**Extrait choisi**:
'''

Espigoule prépare LE film sur Massilia Sound System

Dans l’indifférence frileuse du système d’aides au cinéma, le projet fera appel au financement participatif


Après Afrikaïoli, Christian Philibert mobilise les Films d’Espigoule… pour évoquer le Massilia Sound System. Le film doit sortir l’été prochain. Pour l’heure, le cinéaste doit ramer ferme, une vraie galère ! Le système d’aides au cinéma d’auteur lui est de plus en plus fermé. Alors il se raccroche aux valeurs du Massilia, qui sont les siennes. Explications de l'auteur.



Sortie prévue en juillet 2016, Òia provençal garanti! (photo Les Films d'Espigoule DR)
En octobre 2014 à Marseille, Aquò d’Aquí te croise sur le cours Belsunce, caméra à l’épaule. Tu débutais le tournage d’un film sur Massilia Sound System, à l’occasion des trente ans du groupe. Tu confirmes ?

J’avais une grosse envie, depuis longtemps, de témoigner de l’énergie musicale qui naît et se diffuse à partir de Marseille. Cette culture du hip-hop convivial c’est la mienne. Je me reconnaissais dans cette mouvance artistique. 

Dès ma rencontre avec Gari Greu, l’un des membres du groupe, il y a quelques années, l’idée d’une collaboration s’est naturellement imposée. J’ai  utilisé, dans Afrik’aïoli, une chanson de Massilia, Au Marché du Soleil (album Oaï e Libertat), qu’ils ont eu la gentillesse de nous offrir.

En 2014, à l’occasion des 30 ans d’existence du Massilia, le projet a été réellement lancé. Tenter de faire un film « culte » sur un groupe « culte » m’a semblé un pari passionnant, et ambitieux. 

"Leurs chansons m'ont aidé à penser : " pas la peine de monter à Paris pour créer"

Avec Massilia Sound System on pouvait donc y croire; le centre créatif du monde c'était chez nous, où qu'on soit (photo XDR)
Pourquoi le Massilia ? Quel rapport avec le monde d’Espigoule ?

'''

**Données recueillies**:
'''

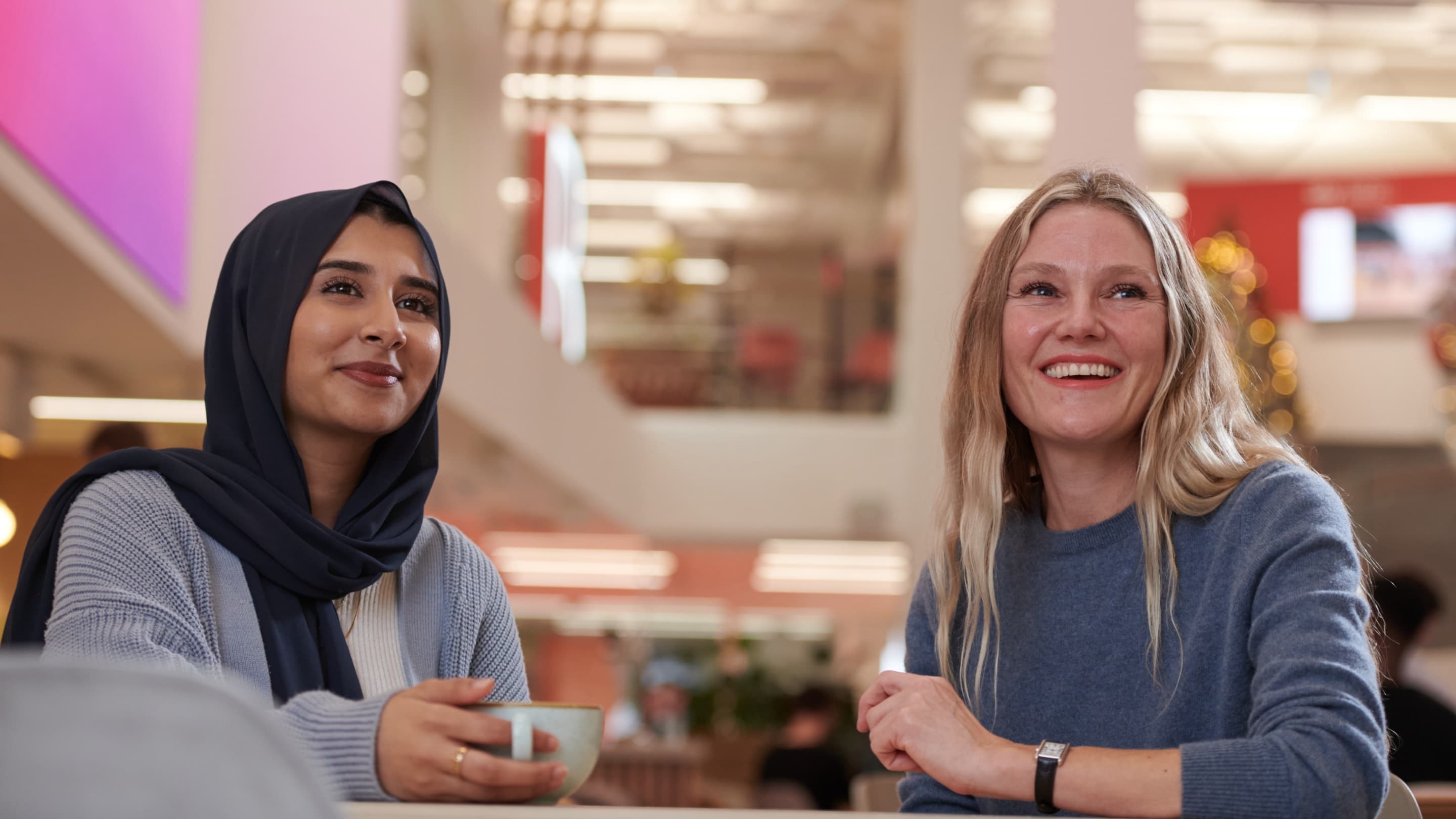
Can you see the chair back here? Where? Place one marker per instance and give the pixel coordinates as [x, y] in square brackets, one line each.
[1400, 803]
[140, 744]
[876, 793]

'''

**Consigne à suivre**:
D'après l'extrait sur le film consacré à Massilia Sound System, quelle chanson du groupe le cinéaste a-t-il utilisée dans Afrik'aïoli ?

**Réponse**:
« Au Marché du Soleil », de l'album Oaï e Libertat.